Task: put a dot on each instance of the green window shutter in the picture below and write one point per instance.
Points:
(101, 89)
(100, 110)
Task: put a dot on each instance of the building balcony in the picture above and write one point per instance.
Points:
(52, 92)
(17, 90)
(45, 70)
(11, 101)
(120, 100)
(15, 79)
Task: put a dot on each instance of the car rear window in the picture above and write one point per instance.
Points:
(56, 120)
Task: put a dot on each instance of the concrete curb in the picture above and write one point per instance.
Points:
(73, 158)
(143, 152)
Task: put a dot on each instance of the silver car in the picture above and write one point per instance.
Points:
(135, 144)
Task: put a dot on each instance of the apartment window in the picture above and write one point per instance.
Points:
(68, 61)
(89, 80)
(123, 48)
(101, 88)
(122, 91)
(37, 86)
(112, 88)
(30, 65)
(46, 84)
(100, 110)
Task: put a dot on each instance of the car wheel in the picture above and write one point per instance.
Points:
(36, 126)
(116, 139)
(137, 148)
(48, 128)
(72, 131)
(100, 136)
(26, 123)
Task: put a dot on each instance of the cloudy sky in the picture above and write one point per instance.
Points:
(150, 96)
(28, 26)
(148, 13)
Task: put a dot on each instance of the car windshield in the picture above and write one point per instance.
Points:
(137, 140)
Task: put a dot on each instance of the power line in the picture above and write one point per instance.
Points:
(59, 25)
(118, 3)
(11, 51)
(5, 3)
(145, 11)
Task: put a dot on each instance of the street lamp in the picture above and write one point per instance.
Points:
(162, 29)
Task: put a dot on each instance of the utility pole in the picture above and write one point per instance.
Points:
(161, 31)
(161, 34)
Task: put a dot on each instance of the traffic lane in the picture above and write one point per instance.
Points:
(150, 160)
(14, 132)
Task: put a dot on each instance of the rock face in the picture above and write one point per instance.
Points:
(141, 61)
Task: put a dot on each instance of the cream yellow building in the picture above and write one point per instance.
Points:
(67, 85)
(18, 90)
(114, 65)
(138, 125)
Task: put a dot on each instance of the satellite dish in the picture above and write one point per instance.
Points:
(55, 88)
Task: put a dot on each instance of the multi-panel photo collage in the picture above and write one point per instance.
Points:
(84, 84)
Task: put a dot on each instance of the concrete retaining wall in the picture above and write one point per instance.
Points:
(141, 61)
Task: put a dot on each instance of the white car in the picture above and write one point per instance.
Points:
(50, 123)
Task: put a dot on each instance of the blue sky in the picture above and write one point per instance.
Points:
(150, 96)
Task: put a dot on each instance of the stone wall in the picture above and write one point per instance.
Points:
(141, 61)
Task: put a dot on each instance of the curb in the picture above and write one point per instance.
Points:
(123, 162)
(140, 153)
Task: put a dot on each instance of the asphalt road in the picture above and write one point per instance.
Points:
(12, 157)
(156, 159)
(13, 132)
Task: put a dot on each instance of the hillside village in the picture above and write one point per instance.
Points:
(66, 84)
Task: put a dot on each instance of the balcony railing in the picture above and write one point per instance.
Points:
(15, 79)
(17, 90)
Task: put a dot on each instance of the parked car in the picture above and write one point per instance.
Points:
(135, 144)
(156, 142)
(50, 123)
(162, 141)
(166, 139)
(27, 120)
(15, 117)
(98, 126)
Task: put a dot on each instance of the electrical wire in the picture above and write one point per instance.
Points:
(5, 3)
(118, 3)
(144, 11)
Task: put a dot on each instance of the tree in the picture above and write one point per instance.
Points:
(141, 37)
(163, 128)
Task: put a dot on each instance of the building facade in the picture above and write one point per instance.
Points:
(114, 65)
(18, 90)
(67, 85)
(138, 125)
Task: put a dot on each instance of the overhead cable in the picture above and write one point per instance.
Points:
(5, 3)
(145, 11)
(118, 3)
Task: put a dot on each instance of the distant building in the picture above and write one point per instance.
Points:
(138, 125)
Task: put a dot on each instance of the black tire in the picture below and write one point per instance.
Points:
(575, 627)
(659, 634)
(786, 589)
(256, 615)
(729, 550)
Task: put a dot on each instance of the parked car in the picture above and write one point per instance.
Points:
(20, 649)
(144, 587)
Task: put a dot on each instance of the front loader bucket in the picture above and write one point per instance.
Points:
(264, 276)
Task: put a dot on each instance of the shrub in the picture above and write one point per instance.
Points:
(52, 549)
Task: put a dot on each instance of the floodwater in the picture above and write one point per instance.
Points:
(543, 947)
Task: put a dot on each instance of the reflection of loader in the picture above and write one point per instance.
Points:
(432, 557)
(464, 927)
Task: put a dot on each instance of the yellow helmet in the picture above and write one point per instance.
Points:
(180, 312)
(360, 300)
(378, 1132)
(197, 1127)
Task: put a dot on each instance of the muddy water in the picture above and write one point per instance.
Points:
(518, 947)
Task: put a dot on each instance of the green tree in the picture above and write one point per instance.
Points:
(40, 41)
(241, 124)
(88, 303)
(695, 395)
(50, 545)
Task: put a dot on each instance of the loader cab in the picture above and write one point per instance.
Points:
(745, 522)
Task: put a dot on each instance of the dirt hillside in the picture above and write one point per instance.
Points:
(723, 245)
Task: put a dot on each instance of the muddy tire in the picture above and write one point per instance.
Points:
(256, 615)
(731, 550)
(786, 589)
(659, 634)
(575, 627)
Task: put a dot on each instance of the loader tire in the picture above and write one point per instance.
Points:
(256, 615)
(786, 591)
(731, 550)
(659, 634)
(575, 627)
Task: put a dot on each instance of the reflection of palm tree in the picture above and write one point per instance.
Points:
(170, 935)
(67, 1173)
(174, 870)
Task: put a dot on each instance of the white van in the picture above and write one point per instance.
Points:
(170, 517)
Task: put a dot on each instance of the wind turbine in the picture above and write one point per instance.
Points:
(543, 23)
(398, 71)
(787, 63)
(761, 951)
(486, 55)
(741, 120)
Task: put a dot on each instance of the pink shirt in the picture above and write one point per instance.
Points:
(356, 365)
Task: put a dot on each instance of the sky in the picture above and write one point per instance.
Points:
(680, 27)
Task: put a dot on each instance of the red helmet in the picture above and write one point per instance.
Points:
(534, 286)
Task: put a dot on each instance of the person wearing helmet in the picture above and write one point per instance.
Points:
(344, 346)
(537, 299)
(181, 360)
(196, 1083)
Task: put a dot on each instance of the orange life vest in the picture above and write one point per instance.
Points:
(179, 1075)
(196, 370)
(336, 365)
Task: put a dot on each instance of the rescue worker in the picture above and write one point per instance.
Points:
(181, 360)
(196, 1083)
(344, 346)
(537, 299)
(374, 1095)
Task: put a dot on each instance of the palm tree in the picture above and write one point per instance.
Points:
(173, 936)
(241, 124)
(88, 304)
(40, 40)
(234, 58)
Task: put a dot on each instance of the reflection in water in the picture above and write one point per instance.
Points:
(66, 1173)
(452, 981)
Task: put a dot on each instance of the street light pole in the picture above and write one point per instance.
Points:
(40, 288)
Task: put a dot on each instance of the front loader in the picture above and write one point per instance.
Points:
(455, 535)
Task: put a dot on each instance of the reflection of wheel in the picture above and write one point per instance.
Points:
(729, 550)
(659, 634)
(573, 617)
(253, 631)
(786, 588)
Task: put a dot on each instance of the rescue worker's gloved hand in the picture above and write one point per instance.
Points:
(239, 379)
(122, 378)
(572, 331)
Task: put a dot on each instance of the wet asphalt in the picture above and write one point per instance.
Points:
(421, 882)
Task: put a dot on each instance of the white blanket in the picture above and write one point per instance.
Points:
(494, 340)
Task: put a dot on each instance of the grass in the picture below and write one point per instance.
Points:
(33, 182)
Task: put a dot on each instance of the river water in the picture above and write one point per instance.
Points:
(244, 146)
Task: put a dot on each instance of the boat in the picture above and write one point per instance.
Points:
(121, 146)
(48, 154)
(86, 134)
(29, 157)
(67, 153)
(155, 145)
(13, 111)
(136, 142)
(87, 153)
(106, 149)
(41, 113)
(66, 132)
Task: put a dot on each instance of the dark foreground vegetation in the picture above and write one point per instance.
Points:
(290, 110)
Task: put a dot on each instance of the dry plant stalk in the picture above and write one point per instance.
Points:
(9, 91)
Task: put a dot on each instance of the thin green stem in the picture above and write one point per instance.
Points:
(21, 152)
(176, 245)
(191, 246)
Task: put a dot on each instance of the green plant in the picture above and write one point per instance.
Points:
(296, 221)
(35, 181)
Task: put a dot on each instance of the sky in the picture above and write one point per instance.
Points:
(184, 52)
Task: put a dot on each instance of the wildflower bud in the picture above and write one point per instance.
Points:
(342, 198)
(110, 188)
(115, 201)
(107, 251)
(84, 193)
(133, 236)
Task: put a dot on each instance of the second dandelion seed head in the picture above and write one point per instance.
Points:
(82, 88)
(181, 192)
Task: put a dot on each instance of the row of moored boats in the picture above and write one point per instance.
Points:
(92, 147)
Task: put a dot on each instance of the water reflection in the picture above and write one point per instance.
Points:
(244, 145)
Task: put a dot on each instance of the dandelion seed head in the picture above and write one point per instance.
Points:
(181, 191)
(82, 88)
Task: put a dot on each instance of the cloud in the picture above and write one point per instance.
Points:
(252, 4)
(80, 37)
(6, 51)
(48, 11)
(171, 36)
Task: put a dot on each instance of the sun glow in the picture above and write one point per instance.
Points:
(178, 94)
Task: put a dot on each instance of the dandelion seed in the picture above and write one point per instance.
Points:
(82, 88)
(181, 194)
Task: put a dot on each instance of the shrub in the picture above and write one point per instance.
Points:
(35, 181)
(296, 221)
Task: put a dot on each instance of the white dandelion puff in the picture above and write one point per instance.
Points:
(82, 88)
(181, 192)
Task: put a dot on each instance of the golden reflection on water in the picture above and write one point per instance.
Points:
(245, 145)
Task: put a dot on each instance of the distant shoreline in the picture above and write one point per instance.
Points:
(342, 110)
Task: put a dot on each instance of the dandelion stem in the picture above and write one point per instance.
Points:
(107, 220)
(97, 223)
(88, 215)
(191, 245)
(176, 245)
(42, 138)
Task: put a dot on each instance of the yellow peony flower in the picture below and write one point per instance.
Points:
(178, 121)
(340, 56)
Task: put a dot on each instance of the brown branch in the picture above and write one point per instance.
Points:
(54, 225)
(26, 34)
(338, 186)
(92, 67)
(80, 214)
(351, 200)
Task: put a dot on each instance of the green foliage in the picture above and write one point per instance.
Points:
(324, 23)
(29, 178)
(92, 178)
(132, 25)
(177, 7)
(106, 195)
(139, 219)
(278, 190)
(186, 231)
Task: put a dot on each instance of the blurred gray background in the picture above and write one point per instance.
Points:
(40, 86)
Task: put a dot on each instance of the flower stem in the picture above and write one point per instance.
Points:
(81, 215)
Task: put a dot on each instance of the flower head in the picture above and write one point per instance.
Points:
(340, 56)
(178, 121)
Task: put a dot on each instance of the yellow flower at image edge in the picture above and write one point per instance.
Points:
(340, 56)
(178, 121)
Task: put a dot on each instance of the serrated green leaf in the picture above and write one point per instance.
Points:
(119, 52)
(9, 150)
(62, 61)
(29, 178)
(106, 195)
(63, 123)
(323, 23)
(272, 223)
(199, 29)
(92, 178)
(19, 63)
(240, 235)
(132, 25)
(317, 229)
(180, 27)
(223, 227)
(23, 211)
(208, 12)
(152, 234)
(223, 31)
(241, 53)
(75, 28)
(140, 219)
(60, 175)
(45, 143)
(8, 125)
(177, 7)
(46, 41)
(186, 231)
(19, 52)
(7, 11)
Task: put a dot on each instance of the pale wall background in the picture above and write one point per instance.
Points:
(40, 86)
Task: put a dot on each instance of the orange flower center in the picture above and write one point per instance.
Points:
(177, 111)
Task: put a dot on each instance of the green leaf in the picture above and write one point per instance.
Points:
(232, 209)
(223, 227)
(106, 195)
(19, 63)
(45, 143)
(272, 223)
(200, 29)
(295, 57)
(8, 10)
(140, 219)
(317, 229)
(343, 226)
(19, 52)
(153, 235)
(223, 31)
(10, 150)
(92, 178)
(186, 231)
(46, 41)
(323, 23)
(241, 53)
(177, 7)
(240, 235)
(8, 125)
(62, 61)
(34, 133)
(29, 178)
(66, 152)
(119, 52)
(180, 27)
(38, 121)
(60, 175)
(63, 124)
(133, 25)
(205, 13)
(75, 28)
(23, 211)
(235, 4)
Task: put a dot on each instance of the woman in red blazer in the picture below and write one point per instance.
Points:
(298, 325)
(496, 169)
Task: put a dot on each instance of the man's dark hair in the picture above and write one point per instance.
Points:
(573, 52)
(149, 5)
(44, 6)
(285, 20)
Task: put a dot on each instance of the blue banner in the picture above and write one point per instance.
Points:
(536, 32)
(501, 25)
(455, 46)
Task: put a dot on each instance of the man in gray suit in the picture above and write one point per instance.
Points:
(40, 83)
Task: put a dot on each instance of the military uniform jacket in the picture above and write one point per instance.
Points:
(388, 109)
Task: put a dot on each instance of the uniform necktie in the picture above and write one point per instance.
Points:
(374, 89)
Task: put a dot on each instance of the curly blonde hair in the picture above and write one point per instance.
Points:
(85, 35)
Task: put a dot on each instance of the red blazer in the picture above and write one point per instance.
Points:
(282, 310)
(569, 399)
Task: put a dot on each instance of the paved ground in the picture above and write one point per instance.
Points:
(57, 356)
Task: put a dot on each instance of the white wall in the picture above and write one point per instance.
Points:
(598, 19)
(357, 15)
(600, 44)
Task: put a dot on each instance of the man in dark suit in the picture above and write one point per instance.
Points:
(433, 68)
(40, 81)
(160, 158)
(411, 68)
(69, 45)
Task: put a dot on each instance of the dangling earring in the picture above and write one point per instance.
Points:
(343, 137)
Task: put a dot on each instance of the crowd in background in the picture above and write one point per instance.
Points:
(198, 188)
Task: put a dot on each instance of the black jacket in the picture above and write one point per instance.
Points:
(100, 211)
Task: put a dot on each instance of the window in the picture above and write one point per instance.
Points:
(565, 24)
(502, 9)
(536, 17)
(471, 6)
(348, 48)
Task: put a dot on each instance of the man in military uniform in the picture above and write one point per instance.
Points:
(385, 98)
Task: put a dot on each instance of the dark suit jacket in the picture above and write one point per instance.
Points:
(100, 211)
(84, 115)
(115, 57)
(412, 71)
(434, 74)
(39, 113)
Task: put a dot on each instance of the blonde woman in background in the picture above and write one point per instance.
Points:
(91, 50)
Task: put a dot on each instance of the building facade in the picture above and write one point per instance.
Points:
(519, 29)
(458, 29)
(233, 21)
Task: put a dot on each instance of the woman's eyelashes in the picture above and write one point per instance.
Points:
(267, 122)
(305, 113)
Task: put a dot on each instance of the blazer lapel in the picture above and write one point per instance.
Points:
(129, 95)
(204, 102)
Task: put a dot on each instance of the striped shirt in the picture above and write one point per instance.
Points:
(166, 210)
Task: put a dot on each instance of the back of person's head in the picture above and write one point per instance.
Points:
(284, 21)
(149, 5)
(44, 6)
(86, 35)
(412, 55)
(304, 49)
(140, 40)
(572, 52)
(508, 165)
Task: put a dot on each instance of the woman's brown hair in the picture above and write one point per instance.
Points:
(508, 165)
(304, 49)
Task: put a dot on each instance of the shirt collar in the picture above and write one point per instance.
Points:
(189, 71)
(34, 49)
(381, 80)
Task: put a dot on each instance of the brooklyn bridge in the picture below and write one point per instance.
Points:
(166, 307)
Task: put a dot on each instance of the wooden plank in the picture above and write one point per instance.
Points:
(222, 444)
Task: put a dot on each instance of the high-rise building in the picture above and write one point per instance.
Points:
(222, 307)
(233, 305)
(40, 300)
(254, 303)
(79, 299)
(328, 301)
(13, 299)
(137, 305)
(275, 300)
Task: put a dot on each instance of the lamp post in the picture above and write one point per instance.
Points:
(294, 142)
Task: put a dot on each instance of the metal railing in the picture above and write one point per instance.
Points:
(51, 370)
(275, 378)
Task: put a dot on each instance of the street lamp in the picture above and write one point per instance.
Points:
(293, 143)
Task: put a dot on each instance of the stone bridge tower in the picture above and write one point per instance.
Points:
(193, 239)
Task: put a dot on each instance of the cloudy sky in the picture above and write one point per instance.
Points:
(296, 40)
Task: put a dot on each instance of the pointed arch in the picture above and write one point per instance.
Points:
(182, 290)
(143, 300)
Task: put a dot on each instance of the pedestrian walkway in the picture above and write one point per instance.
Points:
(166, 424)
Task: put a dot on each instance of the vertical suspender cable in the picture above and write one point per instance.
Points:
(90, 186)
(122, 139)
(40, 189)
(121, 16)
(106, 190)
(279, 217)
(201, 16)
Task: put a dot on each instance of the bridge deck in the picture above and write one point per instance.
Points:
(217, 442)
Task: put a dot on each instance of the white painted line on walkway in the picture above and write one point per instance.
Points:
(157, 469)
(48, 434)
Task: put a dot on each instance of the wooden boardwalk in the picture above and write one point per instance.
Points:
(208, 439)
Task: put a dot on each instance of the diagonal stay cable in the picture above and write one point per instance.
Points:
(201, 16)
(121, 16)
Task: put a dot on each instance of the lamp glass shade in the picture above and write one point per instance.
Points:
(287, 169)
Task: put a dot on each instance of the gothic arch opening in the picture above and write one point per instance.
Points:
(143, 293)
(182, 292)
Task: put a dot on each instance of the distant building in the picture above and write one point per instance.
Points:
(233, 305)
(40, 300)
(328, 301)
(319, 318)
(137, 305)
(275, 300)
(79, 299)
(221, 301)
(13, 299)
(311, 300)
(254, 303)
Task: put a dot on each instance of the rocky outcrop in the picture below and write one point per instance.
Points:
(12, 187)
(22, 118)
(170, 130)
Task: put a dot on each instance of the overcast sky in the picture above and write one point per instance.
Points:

==============================

*WHAT YOU HAVE TO DO*. The lines to return are those in the entries above that hold "white".

*TASK OUTPUT*.
Task: put a dot on each instance of the white car in the picture above and write one point per instance.
Task: put a dot on each instance of the white van in the picture above and write one point per instance.
Task: put a dot on each instance of the white blanket in the picture above and write one point per instance.
Task: put a dot on each instance of the white dandelion puff in the picture above and write one point per instance.
Task: put a dot on each instance of the white wall in the picture above and write one point per instance.
Task: put a dot on each instance of the white painted line on walkway in the picture above and write one point per instance.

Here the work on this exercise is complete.